Gather every line of the records below that contains the word "orange" and copy each one out in full.

(Location identification entries)
** Begin **
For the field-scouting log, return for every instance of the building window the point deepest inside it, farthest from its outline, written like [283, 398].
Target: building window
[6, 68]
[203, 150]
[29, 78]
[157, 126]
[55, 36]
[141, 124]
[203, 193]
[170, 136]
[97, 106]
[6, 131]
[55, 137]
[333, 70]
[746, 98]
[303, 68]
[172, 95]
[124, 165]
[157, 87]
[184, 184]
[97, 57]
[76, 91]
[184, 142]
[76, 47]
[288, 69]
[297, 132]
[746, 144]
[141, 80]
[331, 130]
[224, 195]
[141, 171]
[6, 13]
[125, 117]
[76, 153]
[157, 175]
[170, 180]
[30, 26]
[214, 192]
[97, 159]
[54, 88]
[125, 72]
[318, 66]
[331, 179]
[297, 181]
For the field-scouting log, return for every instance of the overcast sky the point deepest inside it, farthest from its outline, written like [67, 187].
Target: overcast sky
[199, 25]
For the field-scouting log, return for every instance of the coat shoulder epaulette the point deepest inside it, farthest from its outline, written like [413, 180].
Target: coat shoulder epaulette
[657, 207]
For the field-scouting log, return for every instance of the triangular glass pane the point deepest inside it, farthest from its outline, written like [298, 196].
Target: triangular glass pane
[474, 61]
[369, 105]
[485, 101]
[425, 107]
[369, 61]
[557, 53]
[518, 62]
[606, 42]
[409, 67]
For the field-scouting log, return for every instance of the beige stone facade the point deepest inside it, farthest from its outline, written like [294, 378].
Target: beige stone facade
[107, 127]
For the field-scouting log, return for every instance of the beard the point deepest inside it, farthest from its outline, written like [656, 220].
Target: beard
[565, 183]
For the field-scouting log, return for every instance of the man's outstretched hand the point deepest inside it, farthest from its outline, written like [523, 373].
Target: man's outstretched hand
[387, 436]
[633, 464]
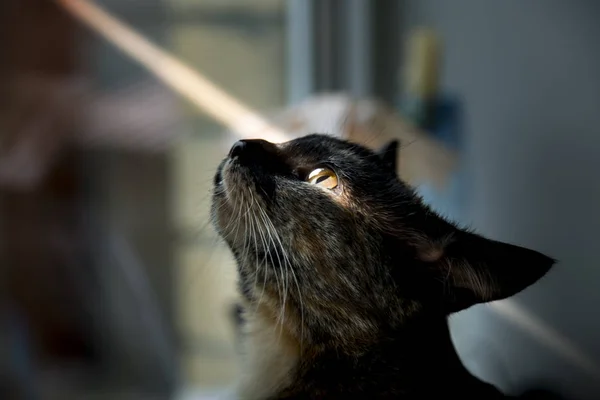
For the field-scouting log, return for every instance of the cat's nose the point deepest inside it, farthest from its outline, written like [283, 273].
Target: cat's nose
[237, 148]
[251, 148]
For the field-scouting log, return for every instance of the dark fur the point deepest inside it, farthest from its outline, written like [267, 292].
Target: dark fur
[365, 275]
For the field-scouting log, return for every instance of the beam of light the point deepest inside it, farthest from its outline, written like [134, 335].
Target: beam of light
[189, 83]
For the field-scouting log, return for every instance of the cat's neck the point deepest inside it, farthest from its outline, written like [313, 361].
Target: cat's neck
[414, 362]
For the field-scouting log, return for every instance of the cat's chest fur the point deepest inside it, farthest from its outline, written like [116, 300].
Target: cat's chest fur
[274, 366]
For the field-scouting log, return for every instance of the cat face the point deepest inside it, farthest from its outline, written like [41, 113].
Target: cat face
[329, 240]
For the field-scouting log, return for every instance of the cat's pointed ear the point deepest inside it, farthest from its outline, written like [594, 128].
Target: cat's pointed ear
[475, 269]
[389, 154]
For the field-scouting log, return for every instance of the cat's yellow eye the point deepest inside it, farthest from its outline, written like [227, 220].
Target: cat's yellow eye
[323, 177]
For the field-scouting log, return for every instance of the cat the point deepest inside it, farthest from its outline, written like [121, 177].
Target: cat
[347, 278]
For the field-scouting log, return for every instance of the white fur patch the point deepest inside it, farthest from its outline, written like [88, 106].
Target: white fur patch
[270, 356]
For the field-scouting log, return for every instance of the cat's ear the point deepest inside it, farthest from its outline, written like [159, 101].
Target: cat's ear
[475, 269]
[389, 154]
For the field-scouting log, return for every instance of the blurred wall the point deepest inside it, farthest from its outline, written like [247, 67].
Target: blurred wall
[529, 75]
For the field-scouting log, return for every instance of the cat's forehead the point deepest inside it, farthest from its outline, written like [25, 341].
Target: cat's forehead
[320, 148]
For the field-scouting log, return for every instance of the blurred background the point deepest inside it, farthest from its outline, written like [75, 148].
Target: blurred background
[112, 286]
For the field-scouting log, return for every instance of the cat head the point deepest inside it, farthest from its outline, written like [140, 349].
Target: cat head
[329, 239]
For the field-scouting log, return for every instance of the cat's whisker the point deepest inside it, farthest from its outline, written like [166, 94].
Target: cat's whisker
[253, 233]
[288, 265]
[281, 288]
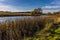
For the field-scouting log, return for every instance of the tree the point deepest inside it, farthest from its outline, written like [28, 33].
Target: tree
[37, 11]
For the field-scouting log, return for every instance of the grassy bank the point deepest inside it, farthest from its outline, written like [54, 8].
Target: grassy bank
[28, 29]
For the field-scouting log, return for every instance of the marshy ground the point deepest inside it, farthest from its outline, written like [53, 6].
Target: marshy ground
[38, 28]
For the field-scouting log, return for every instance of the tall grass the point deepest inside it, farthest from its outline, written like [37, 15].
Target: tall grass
[19, 29]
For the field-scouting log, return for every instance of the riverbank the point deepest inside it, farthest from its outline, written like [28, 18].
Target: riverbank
[26, 28]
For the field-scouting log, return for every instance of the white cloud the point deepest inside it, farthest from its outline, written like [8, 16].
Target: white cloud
[51, 7]
[2, 0]
[56, 2]
[8, 8]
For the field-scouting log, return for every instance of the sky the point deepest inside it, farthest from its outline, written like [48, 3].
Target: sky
[29, 5]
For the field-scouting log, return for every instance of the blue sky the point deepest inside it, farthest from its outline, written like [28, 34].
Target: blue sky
[28, 5]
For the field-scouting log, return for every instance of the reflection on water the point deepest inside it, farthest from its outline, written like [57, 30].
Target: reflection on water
[2, 19]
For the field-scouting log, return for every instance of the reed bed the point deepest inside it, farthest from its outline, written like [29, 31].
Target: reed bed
[20, 29]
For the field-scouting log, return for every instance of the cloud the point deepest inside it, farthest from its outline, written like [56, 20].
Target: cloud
[2, 0]
[56, 2]
[45, 11]
[8, 8]
[49, 7]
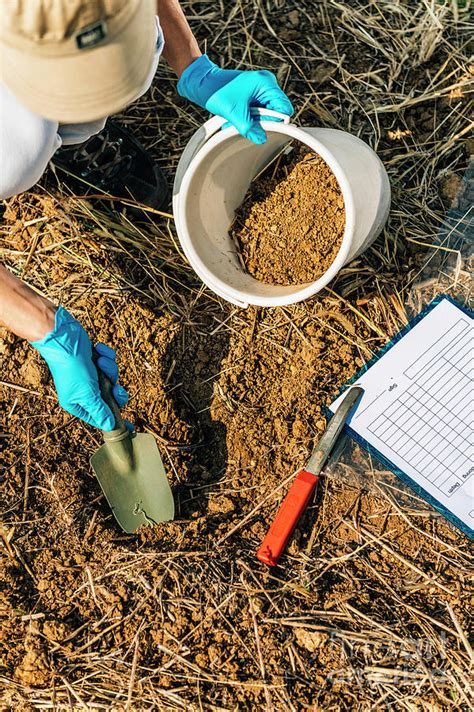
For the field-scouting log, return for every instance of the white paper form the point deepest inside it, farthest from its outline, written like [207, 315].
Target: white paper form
[417, 408]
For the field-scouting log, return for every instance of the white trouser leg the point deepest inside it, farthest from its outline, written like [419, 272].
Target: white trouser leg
[27, 143]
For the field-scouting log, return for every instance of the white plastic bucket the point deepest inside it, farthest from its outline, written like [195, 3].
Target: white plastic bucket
[214, 174]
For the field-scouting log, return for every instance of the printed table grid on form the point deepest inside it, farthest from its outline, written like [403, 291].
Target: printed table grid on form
[430, 425]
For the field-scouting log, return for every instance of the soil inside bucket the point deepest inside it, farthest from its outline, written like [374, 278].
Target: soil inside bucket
[290, 225]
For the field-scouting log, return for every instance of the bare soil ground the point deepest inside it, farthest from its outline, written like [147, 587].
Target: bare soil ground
[369, 609]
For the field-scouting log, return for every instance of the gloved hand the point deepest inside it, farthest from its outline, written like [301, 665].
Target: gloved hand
[68, 352]
[230, 93]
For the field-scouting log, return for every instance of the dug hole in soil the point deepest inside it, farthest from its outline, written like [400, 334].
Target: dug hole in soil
[235, 412]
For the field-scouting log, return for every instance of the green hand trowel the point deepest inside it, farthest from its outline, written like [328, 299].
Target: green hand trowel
[131, 473]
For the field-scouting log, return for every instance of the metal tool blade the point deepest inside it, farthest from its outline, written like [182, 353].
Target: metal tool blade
[323, 449]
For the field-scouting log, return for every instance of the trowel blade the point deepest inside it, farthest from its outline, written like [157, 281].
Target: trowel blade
[136, 487]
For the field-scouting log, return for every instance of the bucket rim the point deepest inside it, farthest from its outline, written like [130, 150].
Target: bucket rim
[241, 296]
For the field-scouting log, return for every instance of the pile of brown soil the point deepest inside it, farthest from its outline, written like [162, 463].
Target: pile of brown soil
[186, 604]
[290, 225]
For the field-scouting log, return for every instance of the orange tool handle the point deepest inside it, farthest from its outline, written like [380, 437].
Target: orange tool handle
[287, 518]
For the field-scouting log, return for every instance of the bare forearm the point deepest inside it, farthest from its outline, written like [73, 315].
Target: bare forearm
[22, 311]
[181, 47]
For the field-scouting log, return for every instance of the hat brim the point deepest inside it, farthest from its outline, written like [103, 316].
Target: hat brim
[90, 84]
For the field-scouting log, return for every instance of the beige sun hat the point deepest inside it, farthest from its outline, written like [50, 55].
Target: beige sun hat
[75, 61]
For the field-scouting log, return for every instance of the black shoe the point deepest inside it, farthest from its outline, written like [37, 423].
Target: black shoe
[113, 161]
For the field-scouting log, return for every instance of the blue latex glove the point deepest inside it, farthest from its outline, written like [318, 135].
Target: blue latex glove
[231, 93]
[68, 352]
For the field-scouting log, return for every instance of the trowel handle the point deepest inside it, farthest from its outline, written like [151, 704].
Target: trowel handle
[120, 429]
[287, 518]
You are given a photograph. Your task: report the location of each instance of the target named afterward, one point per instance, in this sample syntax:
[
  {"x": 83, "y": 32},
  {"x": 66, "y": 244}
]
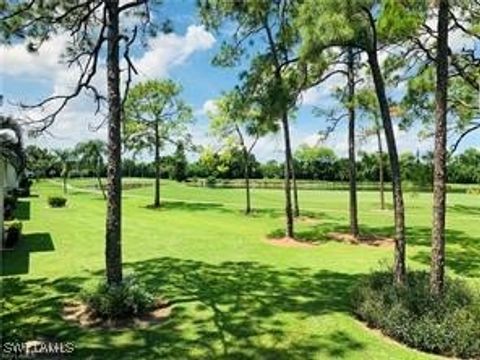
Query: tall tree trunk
[
  {"x": 113, "y": 247},
  {"x": 65, "y": 189},
  {"x": 437, "y": 273},
  {"x": 156, "y": 200},
  {"x": 246, "y": 169},
  {"x": 352, "y": 168},
  {"x": 100, "y": 185},
  {"x": 296, "y": 205},
  {"x": 399, "y": 208},
  {"x": 287, "y": 176},
  {"x": 380, "y": 169}
]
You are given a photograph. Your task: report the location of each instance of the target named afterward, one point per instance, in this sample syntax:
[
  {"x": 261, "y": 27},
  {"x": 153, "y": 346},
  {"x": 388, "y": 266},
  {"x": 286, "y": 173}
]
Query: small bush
[
  {"x": 24, "y": 185},
  {"x": 57, "y": 201},
  {"x": 10, "y": 203},
  {"x": 446, "y": 325},
  {"x": 473, "y": 191},
  {"x": 118, "y": 301},
  {"x": 13, "y": 233},
  {"x": 211, "y": 181}
]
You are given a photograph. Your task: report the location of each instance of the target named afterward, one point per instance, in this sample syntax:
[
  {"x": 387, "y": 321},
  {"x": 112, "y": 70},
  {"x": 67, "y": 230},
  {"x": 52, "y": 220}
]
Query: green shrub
[
  {"x": 446, "y": 325},
  {"x": 10, "y": 203},
  {"x": 13, "y": 233},
  {"x": 57, "y": 201},
  {"x": 211, "y": 181},
  {"x": 118, "y": 301},
  {"x": 473, "y": 190}
]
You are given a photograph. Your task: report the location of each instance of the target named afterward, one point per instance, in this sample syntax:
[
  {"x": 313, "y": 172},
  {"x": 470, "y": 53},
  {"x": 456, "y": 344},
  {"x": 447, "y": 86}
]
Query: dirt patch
[
  {"x": 364, "y": 239},
  {"x": 288, "y": 242},
  {"x": 77, "y": 312},
  {"x": 304, "y": 219}
]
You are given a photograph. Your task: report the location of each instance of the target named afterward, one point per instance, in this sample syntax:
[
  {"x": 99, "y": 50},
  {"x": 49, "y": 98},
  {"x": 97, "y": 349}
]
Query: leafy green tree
[
  {"x": 154, "y": 116},
  {"x": 274, "y": 79},
  {"x": 366, "y": 26},
  {"x": 367, "y": 104},
  {"x": 39, "y": 160},
  {"x": 66, "y": 158},
  {"x": 91, "y": 155},
  {"x": 99, "y": 31},
  {"x": 315, "y": 162},
  {"x": 237, "y": 123}
]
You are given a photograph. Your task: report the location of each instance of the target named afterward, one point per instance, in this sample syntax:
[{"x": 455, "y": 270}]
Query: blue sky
[{"x": 184, "y": 56}]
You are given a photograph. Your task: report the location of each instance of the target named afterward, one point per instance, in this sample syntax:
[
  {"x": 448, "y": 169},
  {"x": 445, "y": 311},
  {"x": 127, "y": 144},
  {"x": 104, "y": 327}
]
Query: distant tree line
[{"x": 310, "y": 163}]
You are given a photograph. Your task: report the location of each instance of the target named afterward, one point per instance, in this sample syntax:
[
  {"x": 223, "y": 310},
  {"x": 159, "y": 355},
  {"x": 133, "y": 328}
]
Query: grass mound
[{"x": 447, "y": 325}]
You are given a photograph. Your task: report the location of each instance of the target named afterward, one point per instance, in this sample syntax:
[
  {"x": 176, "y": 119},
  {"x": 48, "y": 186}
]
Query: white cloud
[
  {"x": 162, "y": 54},
  {"x": 169, "y": 50},
  {"x": 209, "y": 107},
  {"x": 321, "y": 93},
  {"x": 16, "y": 60}
]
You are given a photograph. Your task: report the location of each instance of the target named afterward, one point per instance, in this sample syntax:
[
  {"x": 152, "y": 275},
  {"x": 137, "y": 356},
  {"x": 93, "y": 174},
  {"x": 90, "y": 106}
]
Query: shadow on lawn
[
  {"x": 233, "y": 310},
  {"x": 17, "y": 260},
  {"x": 185, "y": 205},
  {"x": 22, "y": 212}
]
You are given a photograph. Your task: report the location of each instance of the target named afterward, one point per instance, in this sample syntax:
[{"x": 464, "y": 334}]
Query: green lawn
[{"x": 236, "y": 296}]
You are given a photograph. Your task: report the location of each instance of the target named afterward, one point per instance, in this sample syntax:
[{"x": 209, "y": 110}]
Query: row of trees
[
  {"x": 292, "y": 46},
  {"x": 87, "y": 159}
]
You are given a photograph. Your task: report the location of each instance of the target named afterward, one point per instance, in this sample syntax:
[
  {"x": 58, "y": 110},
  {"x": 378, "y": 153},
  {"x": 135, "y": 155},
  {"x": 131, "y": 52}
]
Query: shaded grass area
[
  {"x": 234, "y": 295},
  {"x": 231, "y": 310}
]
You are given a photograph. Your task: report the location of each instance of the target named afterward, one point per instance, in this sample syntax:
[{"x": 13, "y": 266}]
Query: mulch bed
[
  {"x": 364, "y": 239},
  {"x": 289, "y": 242},
  {"x": 77, "y": 312}
]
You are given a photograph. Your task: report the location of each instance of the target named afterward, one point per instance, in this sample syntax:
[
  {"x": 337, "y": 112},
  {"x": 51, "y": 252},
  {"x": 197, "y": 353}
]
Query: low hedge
[
  {"x": 57, "y": 201},
  {"x": 447, "y": 325}
]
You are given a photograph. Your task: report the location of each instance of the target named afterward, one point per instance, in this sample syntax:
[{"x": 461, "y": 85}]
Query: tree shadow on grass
[
  {"x": 22, "y": 212},
  {"x": 462, "y": 252},
  {"x": 232, "y": 310},
  {"x": 17, "y": 260},
  {"x": 185, "y": 205}
]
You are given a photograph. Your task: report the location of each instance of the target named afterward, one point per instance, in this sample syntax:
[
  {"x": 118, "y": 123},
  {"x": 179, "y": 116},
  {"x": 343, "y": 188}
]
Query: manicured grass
[{"x": 236, "y": 296}]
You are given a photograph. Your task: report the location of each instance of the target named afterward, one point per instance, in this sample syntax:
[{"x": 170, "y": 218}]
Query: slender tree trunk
[
  {"x": 380, "y": 169},
  {"x": 437, "y": 273},
  {"x": 296, "y": 206},
  {"x": 399, "y": 208},
  {"x": 352, "y": 168},
  {"x": 246, "y": 159},
  {"x": 287, "y": 176},
  {"x": 65, "y": 188},
  {"x": 113, "y": 247},
  {"x": 156, "y": 201},
  {"x": 100, "y": 185}
]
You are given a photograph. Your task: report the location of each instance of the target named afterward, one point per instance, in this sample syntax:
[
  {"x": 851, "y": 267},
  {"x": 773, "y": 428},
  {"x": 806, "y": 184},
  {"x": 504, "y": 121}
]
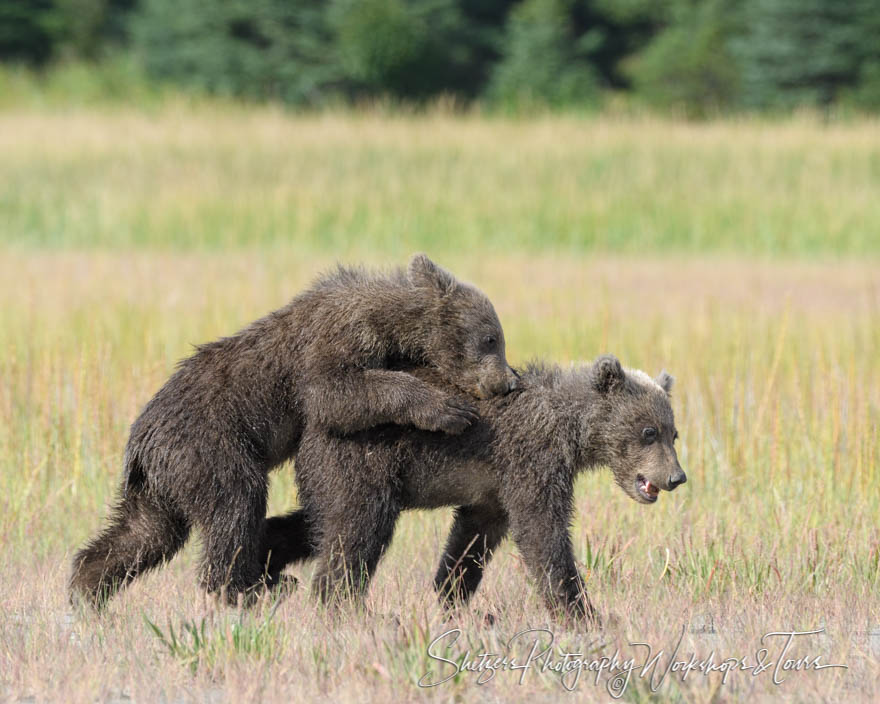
** End **
## RESULT FOR THIS TASK
For the field-scouting log, return for every instance of the orange tool handle the point deepest inside it, farthest from its outline, written like [380, 437].
Target: orange tool handle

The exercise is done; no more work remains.